WHAT YOU NEED TO DO: Write out every line of the items below again, requests included, and add -79 to each bounding box coordinate in the answers.
%%
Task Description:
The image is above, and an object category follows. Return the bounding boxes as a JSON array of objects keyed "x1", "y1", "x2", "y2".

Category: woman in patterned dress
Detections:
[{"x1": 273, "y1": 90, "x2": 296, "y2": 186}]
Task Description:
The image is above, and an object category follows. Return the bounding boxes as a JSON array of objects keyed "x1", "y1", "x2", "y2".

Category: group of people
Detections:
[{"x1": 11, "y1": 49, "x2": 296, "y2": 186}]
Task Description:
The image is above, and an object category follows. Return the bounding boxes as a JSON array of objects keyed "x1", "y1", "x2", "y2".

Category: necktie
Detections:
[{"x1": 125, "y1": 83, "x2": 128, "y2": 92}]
%%
REPLY TO THE TASK:
Task Description:
The image is above, and an object category follows. Return the bounding boxes as a JSON array of objects keyed "x1", "y1", "x2", "y2".

Category: woman in patterned dress
Detections:
[{"x1": 194, "y1": 11, "x2": 217, "y2": 107}]
Task Description:
The image is above, and an object category follows. Return the bounding boxes as a JSON array of objects keyed "x1", "y1", "x2", "y2".

Category: group of people
Detections:
[{"x1": -68, "y1": -30, "x2": 217, "y2": 107}]
Task Description:
The image is above, and an object category follows. Return the bounding boxes as a JSON array of objects keyed "x1", "y1", "x2", "y2".

Category: necktie
Detections:
[{"x1": 46, "y1": 4, "x2": 49, "y2": 13}]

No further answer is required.